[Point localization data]
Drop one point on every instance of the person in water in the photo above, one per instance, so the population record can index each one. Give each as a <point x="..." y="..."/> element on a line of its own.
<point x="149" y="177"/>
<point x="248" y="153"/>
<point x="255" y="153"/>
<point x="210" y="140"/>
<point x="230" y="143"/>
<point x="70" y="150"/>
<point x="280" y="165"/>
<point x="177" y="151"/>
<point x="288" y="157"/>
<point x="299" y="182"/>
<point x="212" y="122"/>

* _What is needed_:
Every record, from the first to the last, should be transcribed exactly.

* _Exercise solution_:
Drop one point on every instance of the person in water in the photo above, one per instance, so the population record can index each one. Give each as a <point x="..." y="..."/> element on a line of its own.
<point x="149" y="177"/>
<point x="248" y="153"/>
<point x="255" y="153"/>
<point x="210" y="140"/>
<point x="230" y="143"/>
<point x="70" y="150"/>
<point x="280" y="165"/>
<point x="177" y="151"/>
<point x="288" y="157"/>
<point x="299" y="182"/>
<point x="212" y="122"/>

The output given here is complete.